■ **WHAT IS EXPECTED**
Reproduce the records below in their entirety, exactly as shown.

*** DATASET EXTRACT ***

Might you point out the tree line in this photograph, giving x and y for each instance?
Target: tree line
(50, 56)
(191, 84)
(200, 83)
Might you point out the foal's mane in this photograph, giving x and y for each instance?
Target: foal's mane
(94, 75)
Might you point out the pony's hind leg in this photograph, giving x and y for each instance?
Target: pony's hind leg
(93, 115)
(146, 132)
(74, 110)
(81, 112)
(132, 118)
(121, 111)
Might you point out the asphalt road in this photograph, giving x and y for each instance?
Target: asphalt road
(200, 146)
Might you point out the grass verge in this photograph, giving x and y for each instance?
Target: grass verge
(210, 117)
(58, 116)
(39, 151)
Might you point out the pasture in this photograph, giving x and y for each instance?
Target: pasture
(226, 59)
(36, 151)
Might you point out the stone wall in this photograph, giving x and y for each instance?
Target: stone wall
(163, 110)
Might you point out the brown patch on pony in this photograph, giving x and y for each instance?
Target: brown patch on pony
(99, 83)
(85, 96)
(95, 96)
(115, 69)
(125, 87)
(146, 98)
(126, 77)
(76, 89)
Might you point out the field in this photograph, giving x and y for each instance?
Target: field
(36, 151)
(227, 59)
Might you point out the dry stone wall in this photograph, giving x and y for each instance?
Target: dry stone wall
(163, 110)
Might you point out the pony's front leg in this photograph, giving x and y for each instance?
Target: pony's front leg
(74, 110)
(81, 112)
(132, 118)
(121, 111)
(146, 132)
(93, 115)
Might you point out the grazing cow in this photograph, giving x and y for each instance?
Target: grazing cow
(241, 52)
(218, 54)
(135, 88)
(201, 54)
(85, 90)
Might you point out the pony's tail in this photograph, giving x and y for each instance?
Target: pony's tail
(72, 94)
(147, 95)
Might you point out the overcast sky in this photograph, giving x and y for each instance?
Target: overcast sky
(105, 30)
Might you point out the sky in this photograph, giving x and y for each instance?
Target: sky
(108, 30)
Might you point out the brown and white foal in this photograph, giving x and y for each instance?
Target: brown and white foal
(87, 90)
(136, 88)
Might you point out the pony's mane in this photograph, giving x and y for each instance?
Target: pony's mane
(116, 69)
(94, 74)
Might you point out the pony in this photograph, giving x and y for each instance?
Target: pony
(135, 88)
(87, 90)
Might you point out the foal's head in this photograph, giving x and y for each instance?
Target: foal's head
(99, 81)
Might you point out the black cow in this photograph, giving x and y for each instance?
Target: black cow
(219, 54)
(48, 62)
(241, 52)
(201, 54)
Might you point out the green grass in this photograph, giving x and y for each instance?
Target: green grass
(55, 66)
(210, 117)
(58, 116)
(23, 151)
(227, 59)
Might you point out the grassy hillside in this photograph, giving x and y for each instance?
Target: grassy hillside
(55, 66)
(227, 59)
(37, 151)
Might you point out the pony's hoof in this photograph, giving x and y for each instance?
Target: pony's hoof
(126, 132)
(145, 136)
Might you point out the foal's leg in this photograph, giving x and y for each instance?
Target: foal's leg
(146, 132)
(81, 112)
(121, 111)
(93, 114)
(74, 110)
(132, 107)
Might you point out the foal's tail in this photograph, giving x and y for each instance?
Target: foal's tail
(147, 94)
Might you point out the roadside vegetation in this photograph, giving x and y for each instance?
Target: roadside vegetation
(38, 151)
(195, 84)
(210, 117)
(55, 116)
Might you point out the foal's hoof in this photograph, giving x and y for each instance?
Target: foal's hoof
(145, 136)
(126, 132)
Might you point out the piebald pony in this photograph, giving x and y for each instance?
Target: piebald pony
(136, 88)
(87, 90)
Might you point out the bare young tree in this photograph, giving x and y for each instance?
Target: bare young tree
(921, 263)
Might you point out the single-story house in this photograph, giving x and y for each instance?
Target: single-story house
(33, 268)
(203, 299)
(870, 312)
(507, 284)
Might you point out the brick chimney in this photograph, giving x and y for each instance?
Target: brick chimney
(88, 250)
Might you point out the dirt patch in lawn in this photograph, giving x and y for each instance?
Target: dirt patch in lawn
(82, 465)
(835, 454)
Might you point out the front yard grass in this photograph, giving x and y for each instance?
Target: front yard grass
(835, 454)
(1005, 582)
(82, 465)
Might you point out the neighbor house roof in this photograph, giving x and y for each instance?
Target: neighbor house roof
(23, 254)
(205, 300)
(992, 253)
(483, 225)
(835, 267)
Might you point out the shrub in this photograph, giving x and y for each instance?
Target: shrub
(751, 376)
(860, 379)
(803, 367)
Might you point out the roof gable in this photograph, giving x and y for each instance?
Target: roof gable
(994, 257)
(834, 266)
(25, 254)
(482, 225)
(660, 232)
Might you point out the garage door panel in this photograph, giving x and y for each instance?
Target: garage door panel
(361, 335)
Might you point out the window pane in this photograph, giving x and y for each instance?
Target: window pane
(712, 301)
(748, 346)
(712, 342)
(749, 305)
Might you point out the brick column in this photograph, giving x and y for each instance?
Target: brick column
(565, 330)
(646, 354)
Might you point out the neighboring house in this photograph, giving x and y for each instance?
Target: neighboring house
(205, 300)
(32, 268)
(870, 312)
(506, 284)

***

■ **TASK OUTPUT**
Might you point out the tree line in this photograph, giving x and y for each instance?
Target: tree line
(50, 56)
(191, 84)
(200, 83)
Might you point out the foal's mane in this photograph, giving x and y for each instance?
Target: foal's mane
(94, 75)
Might you point out the pony's hind leg in this photograph, giving x and y for each instance?
Target: pony's hind leg
(93, 115)
(146, 132)
(74, 110)
(81, 112)
(132, 118)
(121, 111)
Might you point out the asphalt road in this photograph, giving x and y for each instance?
Target: asphalt road
(200, 146)
Might you point out the grass verge in this photograph, giving x and y for each instance?
Target: grass verge
(210, 117)
(58, 116)
(39, 151)
Might you point out the pasture in this photograph, giving x and y for each instance?
Target: pasture
(226, 59)
(36, 151)
Might you point out the stone wall in this photograph, giving x and y for each instance?
Target: stone wall
(163, 110)
Might you point out the brown patch on pony in this photograph, giving x and y for each instance?
Target: brown patch on pony
(99, 83)
(85, 96)
(95, 96)
(115, 69)
(125, 87)
(146, 98)
(126, 77)
(76, 89)
Might you point out the field in this photograph, giving x and y for each instance?
Target: field
(36, 151)
(227, 59)
Might you point out the dry stone wall in this photograph, giving x and y for each instance?
Target: dry stone wall
(163, 110)
Might you point out the pony's front leg in this photograph, giving x and y for each instance?
Target: pony's front leg
(74, 110)
(81, 112)
(132, 118)
(121, 111)
(146, 132)
(93, 115)
Might you point out the grazing cow in this photograph, giving x and y for each instance?
Target: grazing cow
(241, 52)
(218, 54)
(135, 88)
(201, 54)
(85, 90)
Might you point out the pony's tail in this photograph, giving x and y for each instance?
Target: pony's tail
(72, 94)
(147, 95)
Might you point out the overcast sky in this photograph, giving x and y for each instance?
Target: overcast sky
(105, 30)
Might you point out the sky in this photograph, giving x and y for each instance?
Target: sky
(108, 30)
Might you point out the brown and white foal in this photograph, giving x and y for each instance?
Target: brown and white foal
(87, 90)
(136, 88)
Might you point out the pony's mane in this photograph, giving x and y for each instance?
Target: pony's mane
(116, 69)
(94, 74)
Might you point out the pony in this photograph, giving x and y for each instance?
Target: pony
(135, 88)
(87, 90)
Might you point out the foal's head in this photograph, giving x and y for each instance?
Target: foal's head
(99, 81)
Might you point out the black cow in this photograph, giving x and y for each instance?
Target: black cow
(219, 54)
(48, 62)
(241, 52)
(201, 54)
Might you point out the green grass in this photograph, giving x and y for each instance?
Target: green grass
(55, 66)
(210, 117)
(58, 116)
(23, 151)
(227, 59)
Might you point out the grassy hillside in this photograph, giving x and y for each instance?
Target: grassy hillside
(55, 66)
(227, 59)
(37, 151)
Might you point out the pony's hoof in this photograph, giving x and y for each instance?
Target: pony's hoof
(126, 132)
(145, 136)
Might you point out the foal's leg in this photograph, giving x and y for each instance?
Target: foal's leg
(146, 132)
(81, 112)
(121, 111)
(93, 114)
(74, 110)
(132, 107)
Might you point out the foal's tail in this photograph, giving x and y for each instance?
Target: foal's tail
(147, 94)
Might you point out the roadside vegetation in this photograph, giving x and y for each instance?
Target: roadside vegetation
(38, 151)
(195, 84)
(210, 117)
(55, 116)
Might you point out the foal's hoof in this photograph, giving x and y for each instance?
Target: foal's hoof
(145, 136)
(126, 132)
Might you point out the piebald pony in this photograph, giving x and y for each instance?
Target: piebald pony
(136, 88)
(87, 90)
Might you point out the bare young tree in this photograph, giving x and y for each instance?
Target: bare young tree
(921, 263)
Might you point out the single-story house in this photograph, giving x and y for each instance?
Target: single-story house
(33, 268)
(203, 299)
(870, 312)
(507, 284)
Might you point out the brick chimney in this photograph, giving x and y for each instance?
Target: brick chimney
(88, 250)
Might you point out the dirt patch in lawn in this photograph, giving x and y for each instance?
Target: dirt patch in lawn
(82, 465)
(835, 454)
Might you point out the front yard grass in this photograph, giving x and y for each instance?
Target: front yard grass
(835, 454)
(1005, 582)
(82, 465)
Might you point out the neighbor house roof in this photograph, giving x and y for each instance?
Target: neighbor house roof
(23, 254)
(205, 300)
(992, 253)
(483, 225)
(835, 267)
Might you point out the shrub in this photograph, giving x and y for each instance?
Target: shrub
(751, 376)
(860, 379)
(803, 367)
Might you point out the roof gable in this photograph, giving x and y for each instance?
Target: roof gable
(994, 257)
(834, 266)
(25, 254)
(482, 225)
(660, 232)
Might you point out the garage door panel in this photograph, giving x and y for each instance?
Target: garage door panel
(361, 335)
Might you point out the window pane in this photograph, giving x and y for each instance?
Target: window pane
(712, 301)
(748, 346)
(712, 342)
(749, 305)
Might you point out the brick column in this photograph, giving x and y for each instance?
Target: brick column
(565, 330)
(646, 354)
Might you point out the neighboring house in this photograph, giving x and y for each instance?
Target: neighboring house
(205, 300)
(32, 268)
(870, 312)
(506, 284)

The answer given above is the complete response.